> _Tasks for this exercise_
**1.** Reproduce the passage of the article on the pandemic's economic impact starting at "The outbreak at" and ending at "52 week highs.".
**2.** Summarize the article on the pandemic's economic impact in two sentences.
**3.** Write the next part of the article on the pandemic's economic impact, picking up after its final sentence.

> _Text for analysis_
——————————
The global economy that was already struggling to overcome the economic slowdown due to the trade war between US and China has received another jolt in the form of COV-19 pandemic which has engulfed large swathes of the civilized world. Economies around the globe big or small are reeling under the epidemic, economic activity has come to a standstill and as of now there is no consensus on how long this epidemic is going to last. Most of the world's population is locked down in their homes, business is affected severely and the future financial implications in terms of lost productivity and an expected slow economic recovery have spooked financial investors across the world.
The global response to this pandemic has been more focused on curtailing the economic impact of the crisis with the US taking in lead by announcing its biggest financial rescue plan in history; the EU is also not far behind. Indian response to this crisis has been two pronged, the first aspect being the complete lockdown of the entire country, coupled with a massive liquidity infusion through the central bank and relief measures from the Indian government.
The outbreak at present poses a health risk which needs to be dealt with alacrity, however, the economic impact of this epidemic will be felt for a long time and there would be a slow path to the recovery. Following travel restrictions and a comprehensive lockdown several sectors of the Indian economy such as airlines, tourism, hospitality have come to a grinding halt, the lockdown has also affected all facets of the Indian economy with the auto industry being the hardest hit. The crisis in the economy has been manifested amply in the stock markets which have witnessed deep corrections across the board; the following graphic depicts the severity of the market corrections in various indices which on an average have seen a correction of upwards of 30 percent from their recent 52 week highs.
In the past one month, the Sensex has broken record of biggest single-day fall five times. On March 23, the Indian benchmark indices Sensex and Nifty logged their highest losses ever, losing 13 percent in a day. The near term coronavirus-induced volatility in the share markets has wiped off more than Rs 50 Lakh Crores of investor wealth. Indian volatility index INDIA VIX has risen to a high of 86.64, and currently it’s trading at 70.98, with such elevated levels of fear in the markets a quick recovery can only happen if there is positive news around a scientific development that could potentially cure or contain the epidemic.
The following table summarizes the market cap loss of the Nifty 50 stocks that constitute the majority of the stocks which are actively traded in the Indian equity markets. It can be seen from the table that the aviation sector has been the worst hit with industry majors Spicejet and Indigo correcting by over 76 percent and 47 percent respectively, stocks in the auto sector and the financial sectors are also among the sectors that are worst hit by the epidemic.
India’s growth slowed to a near seven-year low of 4.7% in October-December 2019 on continued slump in manufacturing, and yet again Indian economy faces its biggest challenge in the form of COVID 19 outbreak. Although, the Indian Government has announced sufficiently large financial package along with significant liquidity infusion from the Central bank (Rs 374,000 Crore), however the effectiveness of this package will only be evident in due time.
——————————
> _Information shown_
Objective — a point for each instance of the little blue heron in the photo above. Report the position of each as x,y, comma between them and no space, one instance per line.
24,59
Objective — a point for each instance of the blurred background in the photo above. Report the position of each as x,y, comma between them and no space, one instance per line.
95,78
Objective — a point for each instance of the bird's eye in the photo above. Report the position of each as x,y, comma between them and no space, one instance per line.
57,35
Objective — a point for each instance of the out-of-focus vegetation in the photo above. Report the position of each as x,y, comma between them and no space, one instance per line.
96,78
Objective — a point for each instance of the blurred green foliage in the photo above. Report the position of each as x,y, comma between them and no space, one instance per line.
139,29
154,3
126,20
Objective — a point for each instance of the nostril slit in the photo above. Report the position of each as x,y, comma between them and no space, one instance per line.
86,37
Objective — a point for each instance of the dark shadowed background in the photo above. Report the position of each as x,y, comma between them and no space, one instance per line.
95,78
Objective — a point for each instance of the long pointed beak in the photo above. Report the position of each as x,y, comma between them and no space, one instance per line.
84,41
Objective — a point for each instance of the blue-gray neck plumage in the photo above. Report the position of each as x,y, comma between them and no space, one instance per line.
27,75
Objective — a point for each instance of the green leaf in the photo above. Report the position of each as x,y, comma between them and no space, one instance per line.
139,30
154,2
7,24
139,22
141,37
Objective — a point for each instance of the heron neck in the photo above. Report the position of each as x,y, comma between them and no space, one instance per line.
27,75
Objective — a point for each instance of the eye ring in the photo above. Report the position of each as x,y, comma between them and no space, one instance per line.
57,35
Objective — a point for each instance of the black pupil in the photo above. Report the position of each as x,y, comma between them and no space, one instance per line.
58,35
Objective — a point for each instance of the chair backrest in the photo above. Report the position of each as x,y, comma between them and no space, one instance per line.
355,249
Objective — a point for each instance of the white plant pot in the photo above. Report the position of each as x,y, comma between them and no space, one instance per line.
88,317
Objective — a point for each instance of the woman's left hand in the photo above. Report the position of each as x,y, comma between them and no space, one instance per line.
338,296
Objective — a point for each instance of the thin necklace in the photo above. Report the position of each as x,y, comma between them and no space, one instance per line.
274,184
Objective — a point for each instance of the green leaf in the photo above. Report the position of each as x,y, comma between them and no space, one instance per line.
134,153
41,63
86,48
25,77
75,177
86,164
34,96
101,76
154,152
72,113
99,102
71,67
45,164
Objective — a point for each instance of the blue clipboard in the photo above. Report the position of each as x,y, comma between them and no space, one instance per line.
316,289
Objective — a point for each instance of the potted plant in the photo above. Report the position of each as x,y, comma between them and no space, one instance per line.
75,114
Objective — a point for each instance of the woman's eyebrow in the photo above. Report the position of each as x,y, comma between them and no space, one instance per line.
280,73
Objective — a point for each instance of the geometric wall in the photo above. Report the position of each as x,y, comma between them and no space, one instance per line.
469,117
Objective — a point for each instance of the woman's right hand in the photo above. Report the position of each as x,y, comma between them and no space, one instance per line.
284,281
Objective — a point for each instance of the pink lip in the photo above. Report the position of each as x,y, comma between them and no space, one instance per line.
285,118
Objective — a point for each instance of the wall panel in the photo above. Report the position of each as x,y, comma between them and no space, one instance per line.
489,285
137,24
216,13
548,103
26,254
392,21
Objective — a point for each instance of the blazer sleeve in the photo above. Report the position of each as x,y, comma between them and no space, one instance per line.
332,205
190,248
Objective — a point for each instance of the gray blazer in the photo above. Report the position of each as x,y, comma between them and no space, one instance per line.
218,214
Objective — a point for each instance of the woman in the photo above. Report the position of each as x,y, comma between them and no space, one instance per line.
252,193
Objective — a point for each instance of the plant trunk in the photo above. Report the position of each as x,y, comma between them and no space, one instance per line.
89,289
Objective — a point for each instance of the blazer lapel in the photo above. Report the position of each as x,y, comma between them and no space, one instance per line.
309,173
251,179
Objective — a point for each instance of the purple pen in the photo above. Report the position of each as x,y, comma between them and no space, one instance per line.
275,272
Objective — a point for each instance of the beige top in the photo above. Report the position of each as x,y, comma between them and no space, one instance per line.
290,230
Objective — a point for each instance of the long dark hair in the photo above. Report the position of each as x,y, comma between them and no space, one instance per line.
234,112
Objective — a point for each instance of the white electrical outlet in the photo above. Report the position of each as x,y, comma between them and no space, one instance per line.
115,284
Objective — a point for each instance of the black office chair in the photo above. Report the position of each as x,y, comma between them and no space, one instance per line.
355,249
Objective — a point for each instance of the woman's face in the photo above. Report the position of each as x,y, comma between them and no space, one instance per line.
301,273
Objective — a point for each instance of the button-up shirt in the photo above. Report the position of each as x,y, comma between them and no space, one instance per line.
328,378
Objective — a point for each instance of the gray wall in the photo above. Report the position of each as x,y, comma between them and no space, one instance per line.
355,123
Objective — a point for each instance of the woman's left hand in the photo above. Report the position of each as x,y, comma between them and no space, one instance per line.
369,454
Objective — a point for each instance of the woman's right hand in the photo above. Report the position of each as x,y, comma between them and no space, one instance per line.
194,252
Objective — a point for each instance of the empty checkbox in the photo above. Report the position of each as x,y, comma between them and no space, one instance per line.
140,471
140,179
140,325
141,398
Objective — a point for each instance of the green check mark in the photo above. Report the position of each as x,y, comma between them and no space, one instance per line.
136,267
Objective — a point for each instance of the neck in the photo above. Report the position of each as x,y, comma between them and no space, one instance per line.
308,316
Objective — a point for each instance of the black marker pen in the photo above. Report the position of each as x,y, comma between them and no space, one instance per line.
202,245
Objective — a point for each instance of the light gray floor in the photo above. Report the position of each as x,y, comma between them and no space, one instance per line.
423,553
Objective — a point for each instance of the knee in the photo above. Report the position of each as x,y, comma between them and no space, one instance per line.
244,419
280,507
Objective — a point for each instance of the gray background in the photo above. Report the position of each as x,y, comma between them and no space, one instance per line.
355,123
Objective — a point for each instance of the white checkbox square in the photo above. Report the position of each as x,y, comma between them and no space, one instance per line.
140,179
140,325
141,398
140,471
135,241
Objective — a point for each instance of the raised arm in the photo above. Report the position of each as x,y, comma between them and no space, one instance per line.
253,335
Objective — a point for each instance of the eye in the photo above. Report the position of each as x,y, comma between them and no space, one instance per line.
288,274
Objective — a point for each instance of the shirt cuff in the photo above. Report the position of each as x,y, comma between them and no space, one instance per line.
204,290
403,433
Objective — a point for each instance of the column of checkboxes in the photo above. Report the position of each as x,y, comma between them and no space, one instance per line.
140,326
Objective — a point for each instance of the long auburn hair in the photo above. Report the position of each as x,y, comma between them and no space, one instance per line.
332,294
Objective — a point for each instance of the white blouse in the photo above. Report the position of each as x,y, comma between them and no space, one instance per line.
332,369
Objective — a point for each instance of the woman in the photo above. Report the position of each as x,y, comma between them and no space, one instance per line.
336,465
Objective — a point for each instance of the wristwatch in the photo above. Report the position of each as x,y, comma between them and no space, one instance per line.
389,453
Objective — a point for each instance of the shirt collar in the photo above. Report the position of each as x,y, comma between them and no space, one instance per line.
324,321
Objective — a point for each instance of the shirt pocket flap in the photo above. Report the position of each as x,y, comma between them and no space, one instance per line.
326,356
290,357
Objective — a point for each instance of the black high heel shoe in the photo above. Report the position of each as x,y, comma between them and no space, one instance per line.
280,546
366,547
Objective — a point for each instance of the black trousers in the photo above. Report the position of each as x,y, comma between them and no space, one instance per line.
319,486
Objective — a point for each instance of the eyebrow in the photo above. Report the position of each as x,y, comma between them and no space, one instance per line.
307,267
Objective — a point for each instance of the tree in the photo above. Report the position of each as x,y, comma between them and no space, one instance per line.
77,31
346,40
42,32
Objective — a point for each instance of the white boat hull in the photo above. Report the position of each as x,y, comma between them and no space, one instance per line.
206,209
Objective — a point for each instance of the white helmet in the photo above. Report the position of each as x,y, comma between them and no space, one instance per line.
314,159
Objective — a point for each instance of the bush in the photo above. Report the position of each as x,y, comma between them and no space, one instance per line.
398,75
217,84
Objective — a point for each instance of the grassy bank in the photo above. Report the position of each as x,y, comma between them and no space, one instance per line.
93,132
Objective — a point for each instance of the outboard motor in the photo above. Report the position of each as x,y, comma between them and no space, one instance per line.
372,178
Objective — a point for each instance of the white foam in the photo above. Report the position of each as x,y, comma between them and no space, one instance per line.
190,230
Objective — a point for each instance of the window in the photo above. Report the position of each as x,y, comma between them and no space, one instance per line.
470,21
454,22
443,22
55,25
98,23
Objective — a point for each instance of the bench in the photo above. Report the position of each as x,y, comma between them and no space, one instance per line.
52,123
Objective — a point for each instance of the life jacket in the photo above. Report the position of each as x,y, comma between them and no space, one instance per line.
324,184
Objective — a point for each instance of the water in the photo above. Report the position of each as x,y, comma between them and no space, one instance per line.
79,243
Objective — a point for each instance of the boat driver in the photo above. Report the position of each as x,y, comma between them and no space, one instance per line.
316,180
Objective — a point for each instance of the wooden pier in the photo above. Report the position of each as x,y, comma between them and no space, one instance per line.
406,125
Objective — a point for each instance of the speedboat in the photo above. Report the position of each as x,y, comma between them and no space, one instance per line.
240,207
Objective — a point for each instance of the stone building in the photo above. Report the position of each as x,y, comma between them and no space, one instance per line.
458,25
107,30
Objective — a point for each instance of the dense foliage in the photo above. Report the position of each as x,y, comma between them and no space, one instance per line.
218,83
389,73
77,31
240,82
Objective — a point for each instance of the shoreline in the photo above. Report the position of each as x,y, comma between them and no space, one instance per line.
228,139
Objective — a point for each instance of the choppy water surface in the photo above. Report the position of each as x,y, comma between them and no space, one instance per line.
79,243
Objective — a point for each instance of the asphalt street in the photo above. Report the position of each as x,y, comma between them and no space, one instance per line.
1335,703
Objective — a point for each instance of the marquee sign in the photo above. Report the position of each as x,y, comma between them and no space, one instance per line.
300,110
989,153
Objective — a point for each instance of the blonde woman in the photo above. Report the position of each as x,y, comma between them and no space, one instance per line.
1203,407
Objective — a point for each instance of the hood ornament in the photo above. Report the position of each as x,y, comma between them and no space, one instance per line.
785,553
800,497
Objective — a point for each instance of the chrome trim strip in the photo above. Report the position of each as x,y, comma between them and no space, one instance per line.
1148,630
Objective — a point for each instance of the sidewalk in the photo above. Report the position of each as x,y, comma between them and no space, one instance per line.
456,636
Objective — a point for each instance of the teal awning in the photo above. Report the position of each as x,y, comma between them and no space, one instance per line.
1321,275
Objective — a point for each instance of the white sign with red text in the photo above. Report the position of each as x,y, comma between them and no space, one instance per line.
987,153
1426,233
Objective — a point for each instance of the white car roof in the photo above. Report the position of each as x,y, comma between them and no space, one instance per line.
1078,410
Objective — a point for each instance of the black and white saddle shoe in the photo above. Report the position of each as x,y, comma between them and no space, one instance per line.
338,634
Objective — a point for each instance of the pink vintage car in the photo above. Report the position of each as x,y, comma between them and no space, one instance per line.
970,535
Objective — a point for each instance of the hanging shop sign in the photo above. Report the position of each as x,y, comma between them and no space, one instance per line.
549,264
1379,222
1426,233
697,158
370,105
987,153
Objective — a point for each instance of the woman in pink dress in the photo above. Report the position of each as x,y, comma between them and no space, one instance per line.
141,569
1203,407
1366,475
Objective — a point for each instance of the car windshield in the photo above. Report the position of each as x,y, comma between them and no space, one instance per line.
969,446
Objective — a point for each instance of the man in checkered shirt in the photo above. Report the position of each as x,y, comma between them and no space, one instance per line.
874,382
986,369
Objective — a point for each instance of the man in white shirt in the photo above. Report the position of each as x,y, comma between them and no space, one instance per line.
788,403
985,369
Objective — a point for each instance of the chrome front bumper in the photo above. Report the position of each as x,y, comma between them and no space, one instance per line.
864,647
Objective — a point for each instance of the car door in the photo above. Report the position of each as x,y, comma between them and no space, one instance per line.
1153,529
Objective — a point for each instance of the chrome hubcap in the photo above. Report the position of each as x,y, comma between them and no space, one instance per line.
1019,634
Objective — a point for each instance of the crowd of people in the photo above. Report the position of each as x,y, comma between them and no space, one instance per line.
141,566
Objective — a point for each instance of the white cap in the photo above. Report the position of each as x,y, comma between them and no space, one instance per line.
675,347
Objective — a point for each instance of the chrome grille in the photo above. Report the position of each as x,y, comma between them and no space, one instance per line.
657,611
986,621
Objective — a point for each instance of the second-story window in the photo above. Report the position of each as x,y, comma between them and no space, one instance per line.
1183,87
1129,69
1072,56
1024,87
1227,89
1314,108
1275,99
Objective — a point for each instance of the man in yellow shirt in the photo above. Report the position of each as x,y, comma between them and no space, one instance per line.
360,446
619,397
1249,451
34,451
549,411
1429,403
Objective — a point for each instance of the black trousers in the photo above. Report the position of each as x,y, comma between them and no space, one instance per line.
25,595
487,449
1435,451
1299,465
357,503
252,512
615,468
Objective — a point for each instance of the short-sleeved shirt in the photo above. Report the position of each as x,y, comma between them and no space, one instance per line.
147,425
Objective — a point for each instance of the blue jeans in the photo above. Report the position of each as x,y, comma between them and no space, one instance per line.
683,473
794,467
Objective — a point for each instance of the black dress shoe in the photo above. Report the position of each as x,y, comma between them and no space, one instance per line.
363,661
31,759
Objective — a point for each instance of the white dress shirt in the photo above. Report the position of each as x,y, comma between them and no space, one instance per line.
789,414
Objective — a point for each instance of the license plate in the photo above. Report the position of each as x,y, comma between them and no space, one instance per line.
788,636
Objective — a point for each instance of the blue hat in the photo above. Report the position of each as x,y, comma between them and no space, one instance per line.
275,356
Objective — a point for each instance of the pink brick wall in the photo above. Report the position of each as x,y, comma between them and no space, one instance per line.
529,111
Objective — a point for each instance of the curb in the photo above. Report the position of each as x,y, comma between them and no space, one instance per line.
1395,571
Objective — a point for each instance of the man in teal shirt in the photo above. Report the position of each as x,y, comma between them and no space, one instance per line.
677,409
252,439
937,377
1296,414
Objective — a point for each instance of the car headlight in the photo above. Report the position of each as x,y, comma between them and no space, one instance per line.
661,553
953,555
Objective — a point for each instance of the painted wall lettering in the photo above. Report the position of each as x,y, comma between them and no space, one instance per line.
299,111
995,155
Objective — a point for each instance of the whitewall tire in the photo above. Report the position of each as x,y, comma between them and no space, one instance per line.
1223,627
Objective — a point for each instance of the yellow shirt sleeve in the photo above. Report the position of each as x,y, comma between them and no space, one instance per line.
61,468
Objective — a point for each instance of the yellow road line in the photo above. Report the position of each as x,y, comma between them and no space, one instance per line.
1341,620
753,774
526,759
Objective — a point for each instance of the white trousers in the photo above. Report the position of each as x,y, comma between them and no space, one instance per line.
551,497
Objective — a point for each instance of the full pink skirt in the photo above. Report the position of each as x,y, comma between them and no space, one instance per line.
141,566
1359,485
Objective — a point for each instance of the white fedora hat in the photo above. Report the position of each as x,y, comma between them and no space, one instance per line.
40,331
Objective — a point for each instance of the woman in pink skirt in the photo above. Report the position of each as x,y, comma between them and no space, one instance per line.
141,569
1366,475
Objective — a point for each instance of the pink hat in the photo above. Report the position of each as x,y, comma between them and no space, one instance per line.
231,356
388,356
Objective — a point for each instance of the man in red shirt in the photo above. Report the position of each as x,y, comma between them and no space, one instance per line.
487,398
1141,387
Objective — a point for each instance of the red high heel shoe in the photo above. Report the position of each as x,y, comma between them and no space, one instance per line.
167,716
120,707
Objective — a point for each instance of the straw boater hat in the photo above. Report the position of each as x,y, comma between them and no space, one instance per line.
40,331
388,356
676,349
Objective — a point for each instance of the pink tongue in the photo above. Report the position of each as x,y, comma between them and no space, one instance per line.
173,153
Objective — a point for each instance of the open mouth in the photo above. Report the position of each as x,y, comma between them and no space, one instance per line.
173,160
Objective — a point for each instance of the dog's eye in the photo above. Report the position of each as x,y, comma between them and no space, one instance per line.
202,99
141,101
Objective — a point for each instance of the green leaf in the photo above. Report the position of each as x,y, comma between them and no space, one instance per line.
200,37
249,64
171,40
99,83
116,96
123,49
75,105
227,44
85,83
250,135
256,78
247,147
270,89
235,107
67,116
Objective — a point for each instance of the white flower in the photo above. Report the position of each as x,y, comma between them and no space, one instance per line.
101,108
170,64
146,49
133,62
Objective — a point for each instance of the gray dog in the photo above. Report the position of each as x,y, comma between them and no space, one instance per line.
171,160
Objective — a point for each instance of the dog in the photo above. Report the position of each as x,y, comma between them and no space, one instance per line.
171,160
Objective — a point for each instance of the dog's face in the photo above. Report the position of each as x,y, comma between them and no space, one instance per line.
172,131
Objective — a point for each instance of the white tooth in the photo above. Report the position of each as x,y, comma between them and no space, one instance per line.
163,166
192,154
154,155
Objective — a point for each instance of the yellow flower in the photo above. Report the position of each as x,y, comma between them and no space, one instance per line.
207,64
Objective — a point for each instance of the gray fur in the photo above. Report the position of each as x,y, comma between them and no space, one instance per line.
——————————
> _Your responses_
**1.**
The outbreak at present poses a health risk which needs to be dealt with alacrity, however, the economic impact of this epidemic will be felt for a long time and there would be a slow path to the recovery. Following travel restrictions and a comprehensive lockdown several sectors of the Indian economy such as airlines, tourism, hospitality have come to a grinding halt, the lockdown has also affected all facets of the Indian economy with the auto industry being the hardest hit. The crisis in the economy has been manifested amply in the stock markets which have witnessed deep corrections across the board; the following graphic depicts the severity of the market corrections in various indices which on an average have seen a correction of upwards of 30 percent from their recent 52 week highs.

**2.** The COVID-19 pandemic has hit a global economy already slowed by the US-China trade war, bringing economic activity to a standstill and prompting large rescue plans, while India has responded with a nationwide lockdown, a central bank liquidity infusion and government relief measures. Indian stock markets have seen deep corrections, with aviation, auto and financial stocks among the worst hit, and the effectiveness of India's financial package will only be evident in due time.

**3.**
At this point of time the various incentive packages announced by the Governments, and the lower crude price that has slide $25 a barrel can partially offset the economic impact of COVID 19, however, the ongoing lockdown will hurt the economy severely in terms of lost productivity. A slowing Indian economy will be paralysed in multiple ways, first, it will disrupt the existing supply chains and economic activities at the ground level will come to a halt. Absence of movement of people and lost labour productivity will paralyse the services sector which is the backbone of India’s economy. The immediate impact will be on consumption and wages as daily earners across sectors, small vendors and workers in small and medium enterprises (SMEs) stop receiving their payments, in turn, curtailing their purchasing power further. This will have a cascading effect on large companies. Shutdown in manufacturing activities will lead to massive job losses across board, it is expected that the current shutdown of the Indian economy for a period of 21 days will shed a whopping 8 percent from the Indian GDP on a higher side and approximately 4 percent on the lower side.
At present the markets are in a phase of uncertainty with no visible trends, the only thing that can be said with some degree of confidence is that if the COVID-19 pandemic does not dissipate in the very near future we can expect significant downtrend even from these levels. From an investment point of view, the Indian markets would continue to see period of heightened volatility. In the near-term global cues and developments on the coronavirus front would dictate the market trajectory. The participation of the Foreign Institutional Investors (FII’s), the rupee dollar exchange rate, the global crude prices would all serve as catalysts to the Indian equity markets.
Going forward in the near term and any sustainable rally would largely depend upon how effectively we can contain the spread of coronavirus now with a 21-day nationwide lockdown in place. History suggests that any market crisis or epidemic has its own cycle and the economy is bound to jump back to normalcy, though the exact time frame can’t be predicted. The deep market correction has created a rare opportunity for long term investors to accumulate good quality stocks at deep discounts from the perspective of long term wealth creation. Investors can use this opportunity to create investment portfolios of large cap stocks with solid fundamentals, stronger balance sheets and a track record of consistent revenue and earnings growth. Investors are also advised to desist from creating any short term positions because with volatility staying at current elevated levels the markets are expected to take wild turns in either direction which could hurt one’s investments significantly.